[[ EXCERPT open ]]

2. Without looking into the bag, take out one scoop full of pasta.
3. Mark each ‘individual’ in your scoop and note the number that you have marked.
4. Return the marked pasta to the bag.
5. Shake the bag, then repeat step 2.
6. How many “marked individuals” did you get in the second sample?
Use these values to solve the mark-recapture equation:
N=[(M+1)(n+1)/(m+1)]-1
Where:
N = population size estimate
M = number of individuals marked
n = total number of individuals (marked and unmarked) “captured” in second scoop
m = number of marked individuals “recaptured” in second scoop
Discussion:
Within your group, answer the following questions:
What is your estimate of the population size?
How confident are you that this represents the true value of the population?
What would increase your confidence in your prediction?
How would you test the accuracy of your prediction?
In what ways does our example differ from the use of the mark-recapture method used to determine
the size of mobile organisms in the wild (butterflies in the state park, catfish in Lake Michigan, etc.)?

[[ EXCERPT closed ]]
[[ ENTRIES SUPPLIED open ]]

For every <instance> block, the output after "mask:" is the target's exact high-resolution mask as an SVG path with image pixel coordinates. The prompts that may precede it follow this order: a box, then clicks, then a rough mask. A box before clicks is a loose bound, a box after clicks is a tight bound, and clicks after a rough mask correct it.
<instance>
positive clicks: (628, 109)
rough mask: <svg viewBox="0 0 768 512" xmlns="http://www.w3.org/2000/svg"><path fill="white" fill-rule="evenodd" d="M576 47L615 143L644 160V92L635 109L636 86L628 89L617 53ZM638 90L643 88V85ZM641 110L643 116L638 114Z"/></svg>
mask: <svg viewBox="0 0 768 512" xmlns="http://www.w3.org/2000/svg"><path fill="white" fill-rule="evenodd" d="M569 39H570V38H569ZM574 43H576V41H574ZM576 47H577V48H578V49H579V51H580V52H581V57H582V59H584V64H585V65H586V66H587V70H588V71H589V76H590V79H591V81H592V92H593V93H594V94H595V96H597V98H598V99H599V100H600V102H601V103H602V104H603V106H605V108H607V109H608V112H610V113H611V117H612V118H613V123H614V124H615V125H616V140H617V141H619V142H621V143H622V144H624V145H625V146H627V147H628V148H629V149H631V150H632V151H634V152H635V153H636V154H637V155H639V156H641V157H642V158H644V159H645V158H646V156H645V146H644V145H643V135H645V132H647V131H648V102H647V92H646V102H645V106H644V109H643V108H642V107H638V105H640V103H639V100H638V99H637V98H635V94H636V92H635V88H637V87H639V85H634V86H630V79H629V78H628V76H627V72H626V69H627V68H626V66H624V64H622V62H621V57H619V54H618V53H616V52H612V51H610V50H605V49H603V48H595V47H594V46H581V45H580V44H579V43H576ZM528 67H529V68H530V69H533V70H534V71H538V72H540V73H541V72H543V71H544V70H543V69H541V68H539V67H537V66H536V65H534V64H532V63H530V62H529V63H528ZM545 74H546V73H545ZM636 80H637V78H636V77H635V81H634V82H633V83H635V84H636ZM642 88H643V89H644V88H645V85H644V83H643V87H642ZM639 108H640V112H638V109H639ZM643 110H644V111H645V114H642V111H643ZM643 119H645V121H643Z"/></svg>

[[ ENTRIES SUPPLIED closed ]]

*ACTIVITY A*.
In the mark-recapture activity, what does the variable m represent?
*ACTIVITY B*.
Write the next part of the mark-recapture activity text, picking up after its final question.

*EXERCISE RESPONSE A*.
The number of marked individuals "recaptured" in the second scoop.

*EXERCISE RESPONSE B*.
(Note: we would call these differences “violations of the assumptions of the model”, because the
model that the equation represents is based on the assumption that the natural population has the
same characteristics as our artificial population.)
How would each of these violations of the assumptions of the model affect the accuracy of your
estimate (be sure to include both the direction and general magnitude of the difference)?
Which populations (species, habitat, population size, etc.) are likely to violate which assumptions?
Activity:
Using your artificial population, test your hypothesis of how violations of the model’s assumptions
will affect your estimate.
Be prepared to briefly report on:
1. The accuracy of your estimate (both a numerical value and a judgment of usefulness).
2. The violations of assumptions that you would have in actual populations.
3. Your hypotheses about the direction and magnitude of the effect of at least one of violations on
the accuracy of the estimate.
4. Your test of your hypothesis and the result.
5. Your evaluation of the mark-recapture estimating technique as a whole, and the effect of violating
the assumption you looked at in your test.
6. What techniques would make this method as effective as possible.
7. What populations would be best suited to estimation by this method.
8. What populations would be least suited to estimation by this method.